= Exercise requirements =
Starting at the line with "of the dark" in it, reproduce each line below through the last one, exactly, and include nothing else.

Photo object pointing records
** begin **
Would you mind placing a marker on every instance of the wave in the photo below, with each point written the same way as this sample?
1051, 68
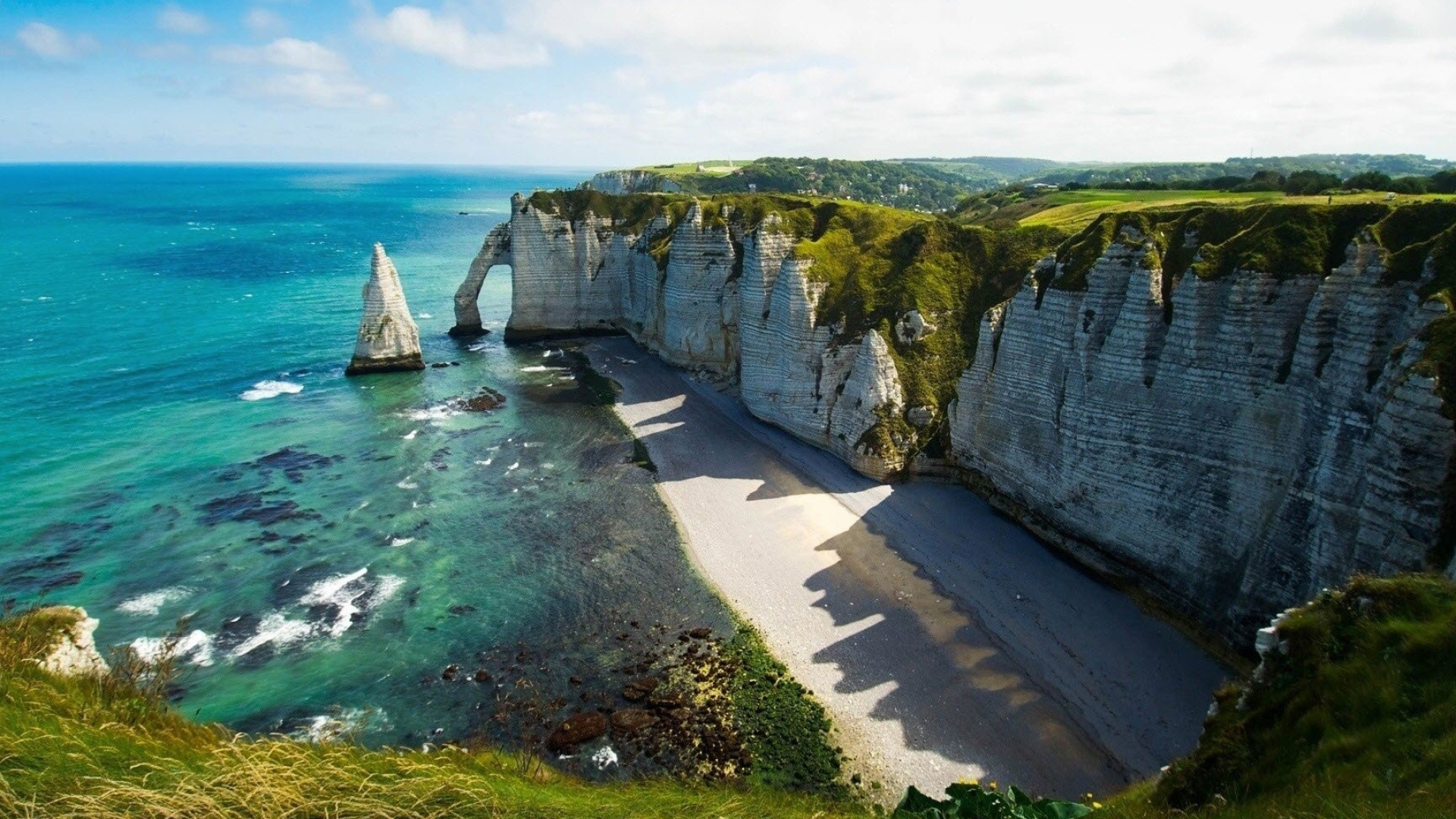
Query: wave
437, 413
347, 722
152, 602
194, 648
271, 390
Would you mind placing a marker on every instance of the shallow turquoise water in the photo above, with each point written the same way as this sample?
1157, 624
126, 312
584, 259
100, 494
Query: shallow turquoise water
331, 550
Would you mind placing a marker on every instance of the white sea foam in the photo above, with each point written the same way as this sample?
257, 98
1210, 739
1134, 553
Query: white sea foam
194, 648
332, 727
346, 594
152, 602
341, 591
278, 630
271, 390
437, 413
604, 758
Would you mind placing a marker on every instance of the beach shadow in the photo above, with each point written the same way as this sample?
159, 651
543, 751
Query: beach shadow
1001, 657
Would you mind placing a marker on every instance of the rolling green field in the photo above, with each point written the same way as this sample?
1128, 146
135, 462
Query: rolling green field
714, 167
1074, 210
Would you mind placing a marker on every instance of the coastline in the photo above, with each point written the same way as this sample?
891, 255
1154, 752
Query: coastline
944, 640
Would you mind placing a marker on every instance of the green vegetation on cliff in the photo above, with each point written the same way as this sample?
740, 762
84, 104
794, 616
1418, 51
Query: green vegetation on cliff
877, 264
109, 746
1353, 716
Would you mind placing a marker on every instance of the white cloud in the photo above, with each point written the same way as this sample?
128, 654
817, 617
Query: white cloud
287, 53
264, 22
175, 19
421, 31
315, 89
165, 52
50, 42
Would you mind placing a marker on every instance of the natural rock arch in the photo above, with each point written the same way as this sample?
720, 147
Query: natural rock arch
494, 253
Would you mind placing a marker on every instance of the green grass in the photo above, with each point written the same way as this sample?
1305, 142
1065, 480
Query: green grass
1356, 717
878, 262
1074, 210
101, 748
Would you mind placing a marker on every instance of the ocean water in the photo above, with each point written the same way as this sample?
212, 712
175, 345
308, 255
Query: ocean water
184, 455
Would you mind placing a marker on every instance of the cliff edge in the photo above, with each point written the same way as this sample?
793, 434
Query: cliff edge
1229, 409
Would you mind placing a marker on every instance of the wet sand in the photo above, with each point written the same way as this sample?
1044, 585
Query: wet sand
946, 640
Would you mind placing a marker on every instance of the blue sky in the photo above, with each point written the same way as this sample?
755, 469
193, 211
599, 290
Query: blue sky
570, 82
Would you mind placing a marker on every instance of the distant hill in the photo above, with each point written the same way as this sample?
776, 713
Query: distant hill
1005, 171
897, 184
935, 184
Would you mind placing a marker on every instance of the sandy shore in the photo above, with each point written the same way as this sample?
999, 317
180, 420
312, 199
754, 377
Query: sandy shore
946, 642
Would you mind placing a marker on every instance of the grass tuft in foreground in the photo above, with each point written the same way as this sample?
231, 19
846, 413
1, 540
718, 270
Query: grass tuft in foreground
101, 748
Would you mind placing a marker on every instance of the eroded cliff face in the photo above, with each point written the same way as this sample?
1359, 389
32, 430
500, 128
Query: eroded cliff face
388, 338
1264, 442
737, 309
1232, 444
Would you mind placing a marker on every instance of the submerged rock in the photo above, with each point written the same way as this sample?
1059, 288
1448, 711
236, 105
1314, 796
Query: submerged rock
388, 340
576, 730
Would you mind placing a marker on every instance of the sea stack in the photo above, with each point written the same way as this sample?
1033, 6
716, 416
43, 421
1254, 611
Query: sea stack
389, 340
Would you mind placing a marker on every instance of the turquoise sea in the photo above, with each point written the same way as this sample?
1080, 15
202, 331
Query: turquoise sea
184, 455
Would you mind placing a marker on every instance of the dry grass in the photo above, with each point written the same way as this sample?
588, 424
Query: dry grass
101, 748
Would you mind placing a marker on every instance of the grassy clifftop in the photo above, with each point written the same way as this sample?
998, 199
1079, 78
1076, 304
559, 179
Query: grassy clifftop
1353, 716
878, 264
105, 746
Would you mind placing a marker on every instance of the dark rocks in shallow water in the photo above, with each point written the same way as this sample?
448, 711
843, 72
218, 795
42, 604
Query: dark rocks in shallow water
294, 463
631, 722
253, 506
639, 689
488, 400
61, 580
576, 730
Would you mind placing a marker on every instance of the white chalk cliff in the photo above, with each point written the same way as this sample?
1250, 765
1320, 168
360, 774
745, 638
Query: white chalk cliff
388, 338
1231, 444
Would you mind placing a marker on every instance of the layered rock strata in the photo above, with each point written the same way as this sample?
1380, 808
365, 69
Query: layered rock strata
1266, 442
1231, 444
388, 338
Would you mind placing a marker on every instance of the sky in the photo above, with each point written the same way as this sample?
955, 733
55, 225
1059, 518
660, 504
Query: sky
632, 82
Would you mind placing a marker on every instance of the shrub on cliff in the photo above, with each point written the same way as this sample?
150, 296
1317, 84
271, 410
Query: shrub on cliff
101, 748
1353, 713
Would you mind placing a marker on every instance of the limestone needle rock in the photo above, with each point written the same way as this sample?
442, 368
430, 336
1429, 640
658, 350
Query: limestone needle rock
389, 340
** end **
= Solution to this exercise =
Would you mind placing a marker on every instance of the dark rocks in shallow water in the photo above, with each point written the same way as this sample?
448, 711
843, 72
218, 795
42, 604
Query: dark rocks in shallow water
294, 463
631, 722
253, 506
639, 689
488, 400
61, 580
576, 730
Would you mind placing a marker on every instance of the white chalk cliff in the photo above, with each point written the same way as this sample?
1250, 765
1320, 168
360, 774
745, 638
Query: white chalk cliff
388, 338
1231, 444
Would you mind placing a marker on every instance of the layered rock strata in the photo above, with each point written the same way as this sample?
1380, 808
365, 69
Query: layered rock strata
1266, 442
1231, 444
388, 338
Would you mind placing a marker on every instance of the sky in the photo above, with each point written the same way as this sample?
955, 733
55, 225
1059, 518
660, 504
Query: sky
632, 82
Would you mind placing a marker on every instance of the shrub on cliff in the photo above, with each point written the same way as this sample?
150, 296
1317, 84
271, 410
Query: shrub on cliff
101, 748
1353, 713
Would you mind placing a marker on every instance of the limestone needle rock in the photo above, with each point written the same way as this sample?
442, 368
430, 336
1429, 640
658, 350
Query: limestone needle rock
389, 340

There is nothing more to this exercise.